### What the exercise asks
Reproduce exactly the line containing "the golden fur" and every line after it, through the last line of the records below; add nothing.

### Provided records
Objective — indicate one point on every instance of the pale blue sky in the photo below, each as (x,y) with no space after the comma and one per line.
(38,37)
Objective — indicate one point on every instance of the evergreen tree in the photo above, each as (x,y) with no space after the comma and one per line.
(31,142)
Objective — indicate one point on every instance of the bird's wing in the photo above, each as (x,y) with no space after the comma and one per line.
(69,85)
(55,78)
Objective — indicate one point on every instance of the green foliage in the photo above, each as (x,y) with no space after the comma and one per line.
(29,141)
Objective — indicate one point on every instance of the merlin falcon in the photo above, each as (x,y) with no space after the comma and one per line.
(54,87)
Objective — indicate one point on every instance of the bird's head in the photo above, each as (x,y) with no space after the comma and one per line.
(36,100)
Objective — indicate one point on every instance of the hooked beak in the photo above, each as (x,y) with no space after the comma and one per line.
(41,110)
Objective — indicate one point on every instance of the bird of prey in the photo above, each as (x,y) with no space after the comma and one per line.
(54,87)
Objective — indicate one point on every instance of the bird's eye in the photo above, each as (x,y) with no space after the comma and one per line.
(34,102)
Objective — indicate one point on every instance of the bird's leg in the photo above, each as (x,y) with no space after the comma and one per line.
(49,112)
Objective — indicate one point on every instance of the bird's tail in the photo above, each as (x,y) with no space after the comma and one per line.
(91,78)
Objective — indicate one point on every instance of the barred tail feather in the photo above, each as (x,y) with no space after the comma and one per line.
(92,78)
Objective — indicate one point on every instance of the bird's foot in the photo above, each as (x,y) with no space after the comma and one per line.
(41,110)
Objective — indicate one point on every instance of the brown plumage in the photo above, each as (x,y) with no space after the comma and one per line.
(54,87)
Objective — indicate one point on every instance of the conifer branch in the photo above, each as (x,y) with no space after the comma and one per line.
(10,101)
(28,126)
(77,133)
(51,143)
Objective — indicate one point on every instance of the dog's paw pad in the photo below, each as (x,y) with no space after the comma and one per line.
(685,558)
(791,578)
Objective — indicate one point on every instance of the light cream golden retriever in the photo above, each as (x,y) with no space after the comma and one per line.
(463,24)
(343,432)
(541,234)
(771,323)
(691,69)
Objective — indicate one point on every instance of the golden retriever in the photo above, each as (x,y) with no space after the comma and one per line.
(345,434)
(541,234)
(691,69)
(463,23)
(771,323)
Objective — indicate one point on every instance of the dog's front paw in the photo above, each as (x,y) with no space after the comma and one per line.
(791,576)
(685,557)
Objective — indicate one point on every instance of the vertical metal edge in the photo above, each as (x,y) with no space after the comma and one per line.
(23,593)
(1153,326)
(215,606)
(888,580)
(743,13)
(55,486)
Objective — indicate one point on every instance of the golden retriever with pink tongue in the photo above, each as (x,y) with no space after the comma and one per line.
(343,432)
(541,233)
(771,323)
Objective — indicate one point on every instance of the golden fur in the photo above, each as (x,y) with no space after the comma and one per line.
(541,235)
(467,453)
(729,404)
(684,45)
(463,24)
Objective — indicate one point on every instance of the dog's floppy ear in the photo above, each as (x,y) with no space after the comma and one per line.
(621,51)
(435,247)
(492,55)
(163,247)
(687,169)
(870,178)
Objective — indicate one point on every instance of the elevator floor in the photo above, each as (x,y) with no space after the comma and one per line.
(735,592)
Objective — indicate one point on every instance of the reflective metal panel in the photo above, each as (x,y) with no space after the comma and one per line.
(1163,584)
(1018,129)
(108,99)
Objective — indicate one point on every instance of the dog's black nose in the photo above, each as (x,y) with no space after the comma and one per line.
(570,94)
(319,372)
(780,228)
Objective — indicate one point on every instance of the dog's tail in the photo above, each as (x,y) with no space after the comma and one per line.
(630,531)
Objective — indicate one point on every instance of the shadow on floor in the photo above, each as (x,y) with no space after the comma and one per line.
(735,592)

### Response area
Objective — indicate one point on every instance of the golden fur in the photo above, each as (x,y) with no space after the comma and one per line.
(541,235)
(467,453)
(729,404)
(684,45)
(463,24)
Objective — indicate one point on every instance of the dog's floppy ear in the photo above, each as (x,y) with no space after the comma and one per line.
(621,51)
(435,247)
(492,55)
(163,247)
(687,169)
(870,178)
Objective — indicate one point on every instance of the elevator floor in the photo above, each as (x,y) with no space after the comma and one per line.
(735,592)
Objective — indicate one point on every instance of the reflective metal panel in the photo above, each as (x,y) with no space after the comma and one per line.
(1163,584)
(1018,129)
(108,99)
Objective — indicate one point on every instance of the dog's black nose in the photo above, each as (x,y) with no space after the comma and one per line.
(570,94)
(319,372)
(780,228)
Objective — indicate one point on every instance of the dog's tail in the photo above, each as (x,y) with no space after the comma and one per line.
(630,531)
Objective — indicate one point on every instance of the shadow on floor in the photo above, each as (x,y) with no space after the comma and one per line.
(735,592)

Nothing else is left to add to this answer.